• SELECTED PASSAGE:
------------------------------------------------
New submission from Dāvis:
subprocess uses wrong encoding on Windows.
On Windows 10 with Python 3.5.1
from Command Prompt (cmd.exe)
> chcp 65001
> python -c "import subprocess; subprocess.getstatusoutput('ā')"
Traceback (most recent call last):
File "<string>", line 1, in <module>
File "P:\Python35\lib\subprocess.py", line 808, in getstatusoutput
data = check_output(cmd, shell=True, universal_newlines=True, stderr=STDOUT)
File "P:\Python35\lib\subprocess.py", line 629, in check_output
**kwargs).stdout
File "P:\Python35\lib\subprocess.py", line 698, in run
stdout, stderr = process.communicate(input, timeout=timeout)
File "P:\Python35\lib\subprocess.py", line 1055, in communicate
stdout = self.stdout.read()
------------------------------------------------
• LISTED RECORDS:
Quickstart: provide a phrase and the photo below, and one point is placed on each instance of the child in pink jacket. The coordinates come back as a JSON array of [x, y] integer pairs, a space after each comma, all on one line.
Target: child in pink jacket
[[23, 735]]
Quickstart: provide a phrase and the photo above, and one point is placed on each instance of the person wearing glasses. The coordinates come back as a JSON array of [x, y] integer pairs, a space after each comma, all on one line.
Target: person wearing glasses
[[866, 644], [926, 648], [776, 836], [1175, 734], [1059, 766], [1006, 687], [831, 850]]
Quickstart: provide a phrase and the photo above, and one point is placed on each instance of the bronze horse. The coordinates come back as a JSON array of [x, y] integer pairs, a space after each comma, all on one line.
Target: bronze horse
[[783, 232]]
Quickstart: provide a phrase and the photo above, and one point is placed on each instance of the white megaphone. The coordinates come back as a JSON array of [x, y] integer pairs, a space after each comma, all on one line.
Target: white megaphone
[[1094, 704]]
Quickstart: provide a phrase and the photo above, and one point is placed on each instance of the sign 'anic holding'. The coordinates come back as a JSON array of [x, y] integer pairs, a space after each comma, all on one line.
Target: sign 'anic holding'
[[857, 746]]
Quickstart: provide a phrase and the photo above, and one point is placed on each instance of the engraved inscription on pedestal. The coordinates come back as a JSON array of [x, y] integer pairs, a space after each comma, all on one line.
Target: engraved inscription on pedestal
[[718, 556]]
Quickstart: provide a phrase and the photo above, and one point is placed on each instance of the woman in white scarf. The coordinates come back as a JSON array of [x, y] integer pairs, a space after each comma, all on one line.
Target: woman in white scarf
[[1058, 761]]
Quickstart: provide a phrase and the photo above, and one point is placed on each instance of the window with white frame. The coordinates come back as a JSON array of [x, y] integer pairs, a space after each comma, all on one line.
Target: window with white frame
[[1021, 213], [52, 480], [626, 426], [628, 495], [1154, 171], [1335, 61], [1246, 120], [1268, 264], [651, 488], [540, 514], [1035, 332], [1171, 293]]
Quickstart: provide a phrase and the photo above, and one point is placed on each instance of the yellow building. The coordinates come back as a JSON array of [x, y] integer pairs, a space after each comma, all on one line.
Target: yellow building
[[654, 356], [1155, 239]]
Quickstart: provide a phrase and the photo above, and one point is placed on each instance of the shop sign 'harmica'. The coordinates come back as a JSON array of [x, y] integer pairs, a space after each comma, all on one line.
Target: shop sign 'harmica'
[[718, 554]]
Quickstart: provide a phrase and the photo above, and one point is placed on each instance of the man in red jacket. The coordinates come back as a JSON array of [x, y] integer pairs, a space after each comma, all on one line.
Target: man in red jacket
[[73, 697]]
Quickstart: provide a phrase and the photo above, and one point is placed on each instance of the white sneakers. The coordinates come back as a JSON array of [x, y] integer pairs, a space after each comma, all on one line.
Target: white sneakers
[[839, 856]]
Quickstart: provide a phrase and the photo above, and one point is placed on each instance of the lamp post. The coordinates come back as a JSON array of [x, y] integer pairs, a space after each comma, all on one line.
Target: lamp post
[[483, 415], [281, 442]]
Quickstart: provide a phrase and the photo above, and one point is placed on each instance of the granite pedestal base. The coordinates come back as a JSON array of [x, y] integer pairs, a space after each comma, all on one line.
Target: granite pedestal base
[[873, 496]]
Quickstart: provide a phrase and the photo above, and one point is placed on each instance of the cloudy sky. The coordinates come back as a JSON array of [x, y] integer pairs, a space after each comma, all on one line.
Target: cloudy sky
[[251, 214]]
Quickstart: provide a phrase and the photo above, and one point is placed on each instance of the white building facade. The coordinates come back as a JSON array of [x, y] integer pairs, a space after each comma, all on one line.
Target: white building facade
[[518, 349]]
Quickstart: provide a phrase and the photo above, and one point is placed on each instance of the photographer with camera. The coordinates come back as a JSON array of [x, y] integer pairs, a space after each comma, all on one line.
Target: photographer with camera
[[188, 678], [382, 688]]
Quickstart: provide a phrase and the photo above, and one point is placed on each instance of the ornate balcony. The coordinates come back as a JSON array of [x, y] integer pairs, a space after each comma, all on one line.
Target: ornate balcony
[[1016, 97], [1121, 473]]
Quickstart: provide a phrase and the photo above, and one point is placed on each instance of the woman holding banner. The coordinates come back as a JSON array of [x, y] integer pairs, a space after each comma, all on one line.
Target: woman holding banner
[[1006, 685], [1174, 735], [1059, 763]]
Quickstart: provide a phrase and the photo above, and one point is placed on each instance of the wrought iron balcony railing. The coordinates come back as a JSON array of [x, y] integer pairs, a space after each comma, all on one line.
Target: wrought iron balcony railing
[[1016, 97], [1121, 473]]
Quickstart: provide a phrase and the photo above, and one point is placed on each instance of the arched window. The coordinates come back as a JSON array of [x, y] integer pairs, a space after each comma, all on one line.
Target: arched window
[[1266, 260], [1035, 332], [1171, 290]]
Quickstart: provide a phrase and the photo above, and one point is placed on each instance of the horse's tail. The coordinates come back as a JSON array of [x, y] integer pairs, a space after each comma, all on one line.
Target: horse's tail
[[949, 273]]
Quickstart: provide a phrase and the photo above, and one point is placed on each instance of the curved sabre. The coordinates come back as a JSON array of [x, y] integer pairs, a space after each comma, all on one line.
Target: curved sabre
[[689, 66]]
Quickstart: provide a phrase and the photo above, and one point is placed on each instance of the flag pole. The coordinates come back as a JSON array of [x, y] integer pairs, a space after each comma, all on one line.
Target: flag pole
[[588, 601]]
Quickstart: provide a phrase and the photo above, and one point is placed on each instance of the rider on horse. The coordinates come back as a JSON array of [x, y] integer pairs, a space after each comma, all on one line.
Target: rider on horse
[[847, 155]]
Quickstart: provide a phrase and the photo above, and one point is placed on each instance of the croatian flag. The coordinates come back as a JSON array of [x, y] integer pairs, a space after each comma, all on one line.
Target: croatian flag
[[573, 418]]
------------------------------------------------
• TO BE DONE:
1 - Answer these questions about the bug report:
(a) Which version of Python and which version of Windows were in use?
(b) What command was entered in Command Prompt before the python command?
(c) Which function is named in the traceback line that refers to line 808 of subprocess.py?
2 - Reproduce a part of the bug report word for word, starting at "New submission from" and ending at "stderr = process.communicate(input, timeout=timeout)".
The entries have no connection to the bug report.

• SOLUTIONS TO THE TASKS:
1 -
(a) Python 3.5.1 on Windows 10.
(b) chcp 65001
(c) getstatusoutput

2 -
New submission from Dāvis:
subprocess uses wrong encoding on Windows.
On Windows 10 with Python 3.5.1
from Command Prompt (cmd.exe)
> chcp 65001
> python -c "import subprocess; subprocess.getstatusoutput('ā')"
Traceback (most recent call last):
File "<string>", line 1, in <module>
File "P:\Python35\lib\subprocess.py", line 808, in getstatusoutput
data = check_output(cmd, shell=True, universal_newlines=True, stderr=STDOUT)
File "P:\Python35\lib\subprocess.py", line 629, in check_output
**kwargs).stdout
File "P:\Python35\lib\subprocess.py", line 698, in run
stdout, stderr = process.communicate(input, timeout=timeout)